• [Exercise directions] Your answer must be the records, copied with no change.

• [Excerpted records]
* * * * *
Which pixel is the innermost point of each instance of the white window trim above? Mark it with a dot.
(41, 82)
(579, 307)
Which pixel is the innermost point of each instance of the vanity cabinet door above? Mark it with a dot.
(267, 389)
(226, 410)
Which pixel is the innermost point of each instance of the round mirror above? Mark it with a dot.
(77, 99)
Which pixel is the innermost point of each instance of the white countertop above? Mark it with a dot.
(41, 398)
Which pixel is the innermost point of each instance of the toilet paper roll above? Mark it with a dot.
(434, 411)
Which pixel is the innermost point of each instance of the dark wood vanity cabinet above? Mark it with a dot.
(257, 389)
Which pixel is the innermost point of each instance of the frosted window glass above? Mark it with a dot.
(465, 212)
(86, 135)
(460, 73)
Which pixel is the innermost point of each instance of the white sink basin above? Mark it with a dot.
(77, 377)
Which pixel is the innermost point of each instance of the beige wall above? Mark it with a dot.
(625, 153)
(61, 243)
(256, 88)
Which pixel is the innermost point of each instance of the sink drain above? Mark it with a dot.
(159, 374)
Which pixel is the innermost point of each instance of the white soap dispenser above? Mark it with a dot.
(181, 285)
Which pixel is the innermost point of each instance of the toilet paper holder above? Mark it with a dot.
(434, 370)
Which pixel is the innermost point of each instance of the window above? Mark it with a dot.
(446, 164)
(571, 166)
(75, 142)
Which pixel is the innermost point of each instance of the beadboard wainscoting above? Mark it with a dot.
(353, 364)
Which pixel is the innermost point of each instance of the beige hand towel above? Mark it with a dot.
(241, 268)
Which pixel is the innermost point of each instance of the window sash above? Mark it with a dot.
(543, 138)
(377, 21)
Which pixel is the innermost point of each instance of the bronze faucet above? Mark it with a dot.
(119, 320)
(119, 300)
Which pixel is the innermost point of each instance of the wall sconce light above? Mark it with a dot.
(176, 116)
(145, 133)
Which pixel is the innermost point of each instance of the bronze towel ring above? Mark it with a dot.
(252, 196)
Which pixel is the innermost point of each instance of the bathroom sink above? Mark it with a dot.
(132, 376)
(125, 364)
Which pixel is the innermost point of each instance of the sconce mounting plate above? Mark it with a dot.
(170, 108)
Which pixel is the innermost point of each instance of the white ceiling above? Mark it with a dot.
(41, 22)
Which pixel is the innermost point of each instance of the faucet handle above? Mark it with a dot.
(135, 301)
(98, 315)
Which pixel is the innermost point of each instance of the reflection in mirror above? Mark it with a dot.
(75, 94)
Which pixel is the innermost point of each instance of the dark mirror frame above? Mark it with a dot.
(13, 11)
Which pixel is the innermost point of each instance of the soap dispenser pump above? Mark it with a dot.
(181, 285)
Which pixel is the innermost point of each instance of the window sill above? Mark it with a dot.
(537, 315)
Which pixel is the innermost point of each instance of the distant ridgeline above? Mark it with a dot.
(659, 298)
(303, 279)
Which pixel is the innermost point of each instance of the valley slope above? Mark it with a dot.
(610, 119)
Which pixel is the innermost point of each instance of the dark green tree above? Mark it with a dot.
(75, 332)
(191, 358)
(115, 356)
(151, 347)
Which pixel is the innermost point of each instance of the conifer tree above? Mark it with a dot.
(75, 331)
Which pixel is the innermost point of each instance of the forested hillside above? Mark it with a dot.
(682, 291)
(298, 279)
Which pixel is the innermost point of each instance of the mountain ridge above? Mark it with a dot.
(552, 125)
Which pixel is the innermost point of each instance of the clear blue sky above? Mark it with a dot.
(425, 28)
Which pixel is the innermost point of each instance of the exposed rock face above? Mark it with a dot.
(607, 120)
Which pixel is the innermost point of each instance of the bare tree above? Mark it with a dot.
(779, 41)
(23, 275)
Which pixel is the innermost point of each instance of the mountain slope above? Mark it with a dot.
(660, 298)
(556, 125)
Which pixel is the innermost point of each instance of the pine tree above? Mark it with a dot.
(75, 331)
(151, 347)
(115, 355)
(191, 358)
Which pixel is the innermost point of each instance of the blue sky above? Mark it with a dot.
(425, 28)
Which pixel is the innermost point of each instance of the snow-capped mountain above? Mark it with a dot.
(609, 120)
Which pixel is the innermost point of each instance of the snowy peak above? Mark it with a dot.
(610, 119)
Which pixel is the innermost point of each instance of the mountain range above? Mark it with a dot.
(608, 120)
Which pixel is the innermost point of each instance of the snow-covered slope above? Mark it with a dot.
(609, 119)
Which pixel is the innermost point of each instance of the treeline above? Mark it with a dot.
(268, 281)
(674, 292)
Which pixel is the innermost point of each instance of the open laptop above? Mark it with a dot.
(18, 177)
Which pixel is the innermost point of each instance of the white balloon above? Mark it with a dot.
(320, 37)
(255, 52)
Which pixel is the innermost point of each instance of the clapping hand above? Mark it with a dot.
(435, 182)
* * * * *
• [Result of the exercise]
Which pixel is the innermost point of each instance of the white window trim above? Mark it with a dot.
(41, 82)
(579, 307)
Which pixel is the innermost point of each instance of the vanity cabinet door above? Mark it with a dot.
(267, 389)
(226, 410)
Which pixel is the innermost point of each instance of the round mirror above? Mark it with a dot.
(77, 99)
Which pixel is the innermost point of each instance of the white countertop above? Mark it with a dot.
(41, 398)
Which pixel is the innermost point of each instance of the toilet paper roll above? Mark it with a dot.
(434, 411)
Which pixel is the innermost point of each instance of the dark wood vanity cabinet above? Mark it with a dot.
(257, 389)
Which pixel is the innermost point of each instance of the frosted window glass above? Mark it with a dot.
(465, 212)
(86, 135)
(460, 73)
Which pixel is the innermost point of each instance of the white sink basin above? Mark it with a dot.
(77, 377)
Which pixel is the innermost point of each instance of the beige wall above? Mark it with a dot.
(625, 153)
(61, 243)
(256, 88)
Which pixel is the innermost point of each instance of the sink drain above? Mark it with a dot.
(159, 374)
Which pixel is the innermost point of each instance of the white soap dispenser above? Mark it with a dot.
(181, 285)
Which pixel is the innermost point of each instance of the toilet paper holder above? Mark it with a dot.
(434, 370)
Which pixel is the innermost point of each instance of the window above? Mark it with a dot.
(446, 164)
(571, 166)
(75, 142)
Which pixel is the innermost point of each instance of the beadboard wainscoting above? Mark it with a dot.
(353, 364)
Which pixel is the innermost point of each instance of the beige hand towel above? Mark it with a dot.
(241, 268)
Which pixel is the innermost point of each instance of the window sash above? Mark it with a dot.
(543, 138)
(377, 21)
Which pixel is the innermost point of each instance of the bronze faucet above? Mark it with a dot.
(119, 320)
(119, 300)
Which pixel is the innermost point of each instance of the wall sconce light above? Mark it with a dot.
(176, 116)
(145, 133)
Which pixel is the innermost point of each instance of the bronze towel ring above? Mark it with a dot.
(252, 196)
Which pixel is the innermost point of each instance of the bathroom sink above? Mark it with a dot.
(132, 376)
(125, 364)
Which pixel is the innermost point of each instance of the sconce mounting plate above? Mark it with a dot.
(170, 108)
Which pixel is the innermost point of each instance of the white ceiling above? Mark it with a dot.
(41, 22)
Which pixel is the innermost point of each instance of the faucet handle above? Mark it with a dot.
(135, 301)
(98, 315)
Which pixel is the innermost point of each instance of the reflection in mirror above? Mark it with a dot.
(75, 94)
Which pixel is the innermost point of each instance of the dark mirror frame above? Mark it with a dot.
(13, 11)
Which pixel is the innermost point of each instance of the soap dispenser pump above? Mark it with a dot.
(181, 285)
Which pixel is the innermost point of each instance of the window sill above? Mark it with a dot.
(537, 315)
Which pixel is the innermost point of each instance of the distant ridgeline above? Mark it with a dot.
(659, 298)
(303, 279)
Which pixel is the innermost point of each instance of the valley slope above? Mark it with a dot.
(610, 119)
Which pixel is the innermost point of each instance of the dark green tree above? Mark it with a dot.
(75, 332)
(191, 358)
(115, 356)
(151, 347)
Which pixel is the innermost point of each instance of the conifer tree above? Mark it with a dot.
(75, 331)
Which pixel is the innermost point of each instance of the forested hillside above? Mark it with a dot.
(682, 291)
(298, 279)
Which pixel is the innermost point of each instance of the mountain ridge above? Mark it with a dot.
(552, 125)
Which pixel is the innermost point of each instance of the clear blue sky above? Mark it with a dot.
(425, 28)
Which pixel is the innermost point of each instance of the exposed rock face above? Mark it with a dot.
(607, 120)
Which pixel is the innermost point of each instance of the bare tree above? Mark it with a dot.
(779, 41)
(23, 275)
Which pixel is the innermost point of each instance of the mountain slope above? Mark it with a dot.
(660, 298)
(556, 125)
Which pixel is the innermost point of each instance of the pine tree above? Mark it with a dot.
(75, 331)
(151, 347)
(115, 355)
(191, 358)
Which pixel is the innermost point of each instance of the blue sky above? Mark it with a dot.
(425, 28)
Which pixel is the innermost point of each instance of the snow-capped mountain above? Mark it with a dot.
(609, 120)
Which pixel is the innermost point of each instance of the snowy peak above? Mark it with a dot.
(610, 119)
Which pixel is the innermost point of each instance of the mountain range above? Mark it with a dot.
(608, 120)
Which pixel is the innermost point of each instance of the snow-covered slope above? Mark it with a dot.
(609, 119)
Which pixel is the innermost point of each instance of the treeline above? Mark it with a dot.
(268, 281)
(674, 292)
Which pixel is the innermost point of each instance of the open laptop above? Mark it with a dot.
(18, 177)
Which pixel is the innermost point of each instance of the white balloon above? Mark it with a dot.
(320, 37)
(255, 52)
Which pixel is the innermost point of each instance of the clapping hand above? Mark it with a dot.
(435, 182)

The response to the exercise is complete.